**PASSAGE FOR REVIEW**.
Study in middle-aged women 'does not support' long-term use of sleep medications
Middle-aged women enrolled in a large retrospective cohort study reported similar rates of sleep disturbances after 1 and 2 years of starting sleep medications, according to findings published in BMJ Open.
The results of the study indicate that “the effectiveness of long-term sleep medication use should be re-examined,” according to the researchers.
“While sleep medications are recommended for short courses, sleep disturbances may be chronic and many patients use these agents for long periods, sometimes intermittently and other times nightly,” Daniel H. Solomon, MD, MPH, and colleagues wrote. “Thus, data from typical practice would be useful for patients and clinicians if it included sleep medications used over several months in populations of patients with sleep disturbances; we found no such studies in the literature.”
Solomon — chief of the section of clinical sciences at Brigham and Women’s Hospital and professor of medicine at Harvard Medical School — and colleagues examined the impact of prescription sleep medications on patient-reported sleep disturbances among a group of “racially and ethnically diverse middle-aged women,” according to the study results. The researchers specifically looked at trouble commencing sleep, repeated waking and early morning awakening during the preceding 2 weeks. They examined these differences with a five-point Likert scale that ranged from no difficulty with sleep on any night (rating of 1) to difficulty with sleep on five or more nights (rating of 5) and compared sleep disturbances at 1 year and at 2 years of follow-up. Sleep disturbances at 1 year served as the study’s primary outcome.
The researchers enrolled women who, at baseline, self-reported sleep disturbances but did not report “prevalent” use of sleep medications. They matched women who later began using sleep medications on a propensity score with women who did not and followed them all for 1 to 2 years, conducting annual evaluations of sleep disturbances.
The analysis included 238 women who began using sleep medications and 447 women who did not, according to the study results. More than half of the women in the study were white (57.5%); the study also included Black (23.1%), Japanese (9.2%), Chinese (6.6%) and Hispanic (3.7%) women. The mean age of participants was 49.5 years.
Solomon and colleagues found that sleep disturbance ratings at baseline were similar across both groups. Medication users had a mean score of 2.7 for difficulty initiating sleep (95% CI, 2.5-2.9), 3.8 for waking often (95% CI, 3.6-3.9) and 2.8 for early morning waking (95% CI 2.6-3). Ratings among women who did not use sleep medications were 2.6 for difficulty initiating sleep (95% CI, 2.5-2.7), 3.7 for waking often (95% CI, 3.6-3.9) and 2.7 for early morning waking (95% CI, 2.6-2.8).
Additionally, the researchers found no statistical significance in the changes reported at 1 year and no differences between women using medication and women who were not. They also reported “consistent” follow-up results at 2 years, with no statistically significant decreases in sleep disturbances among women using medication compared with women who were not.
Most data regarding the efficacy of sleep medications are derived from short-term studies in the range of 2 to 12 weeks, despite that these agents “appear to be used over the long-term by many patients,” according to Solomon and colleagues.

**ASSIGNMENT**. In the article on sleep medications in middle-aged women, rewrite the paragraph beginning "The analysis included 238 women" as a short list that keeps its main facts. None of the lines that come after this are needed.

Stored data entries

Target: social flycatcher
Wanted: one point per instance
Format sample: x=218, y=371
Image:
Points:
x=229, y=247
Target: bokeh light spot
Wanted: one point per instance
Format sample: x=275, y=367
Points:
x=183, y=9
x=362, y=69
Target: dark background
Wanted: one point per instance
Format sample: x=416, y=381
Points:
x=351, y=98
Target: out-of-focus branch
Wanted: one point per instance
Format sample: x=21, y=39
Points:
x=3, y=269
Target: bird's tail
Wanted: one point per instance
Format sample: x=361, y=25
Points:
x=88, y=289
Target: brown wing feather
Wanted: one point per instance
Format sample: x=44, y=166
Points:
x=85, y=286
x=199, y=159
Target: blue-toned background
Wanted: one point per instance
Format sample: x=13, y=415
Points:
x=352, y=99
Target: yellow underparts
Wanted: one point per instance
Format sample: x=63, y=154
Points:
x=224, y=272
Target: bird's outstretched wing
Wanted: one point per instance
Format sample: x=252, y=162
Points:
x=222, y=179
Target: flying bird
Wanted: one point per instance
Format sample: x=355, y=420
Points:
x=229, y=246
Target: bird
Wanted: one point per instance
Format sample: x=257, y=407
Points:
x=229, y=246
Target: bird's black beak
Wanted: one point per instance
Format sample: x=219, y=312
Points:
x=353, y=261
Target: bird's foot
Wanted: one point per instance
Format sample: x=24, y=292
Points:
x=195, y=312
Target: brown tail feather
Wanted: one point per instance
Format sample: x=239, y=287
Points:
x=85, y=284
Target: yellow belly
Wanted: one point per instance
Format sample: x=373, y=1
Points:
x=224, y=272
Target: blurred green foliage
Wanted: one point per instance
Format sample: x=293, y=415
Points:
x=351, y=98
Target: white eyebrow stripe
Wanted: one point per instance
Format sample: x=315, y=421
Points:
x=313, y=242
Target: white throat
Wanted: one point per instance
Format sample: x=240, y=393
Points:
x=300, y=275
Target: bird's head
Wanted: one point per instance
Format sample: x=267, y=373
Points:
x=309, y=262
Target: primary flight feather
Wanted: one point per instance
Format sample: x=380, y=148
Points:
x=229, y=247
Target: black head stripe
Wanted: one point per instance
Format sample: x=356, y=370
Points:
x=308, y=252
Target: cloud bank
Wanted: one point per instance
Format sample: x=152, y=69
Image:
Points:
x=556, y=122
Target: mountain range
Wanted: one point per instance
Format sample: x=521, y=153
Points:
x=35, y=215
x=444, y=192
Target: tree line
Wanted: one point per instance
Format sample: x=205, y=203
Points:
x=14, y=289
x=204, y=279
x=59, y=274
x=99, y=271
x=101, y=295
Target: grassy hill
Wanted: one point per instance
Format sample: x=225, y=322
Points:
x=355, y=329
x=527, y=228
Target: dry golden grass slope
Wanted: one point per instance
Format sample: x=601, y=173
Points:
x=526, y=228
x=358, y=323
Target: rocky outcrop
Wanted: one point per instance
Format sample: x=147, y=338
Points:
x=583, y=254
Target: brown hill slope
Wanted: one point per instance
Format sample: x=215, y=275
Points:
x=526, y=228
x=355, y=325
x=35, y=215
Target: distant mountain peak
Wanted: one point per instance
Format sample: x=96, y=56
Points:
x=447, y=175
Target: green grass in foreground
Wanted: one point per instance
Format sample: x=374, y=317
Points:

**ANSWER BOX**.
- 238 women who began using sleep medications and 447 who did not
- Participants: white (57.5%), Black (23.1%), Japanese (9.2%), Chinese (6.6%), Hispanic (3.7%)
- Mean age: 49.5 years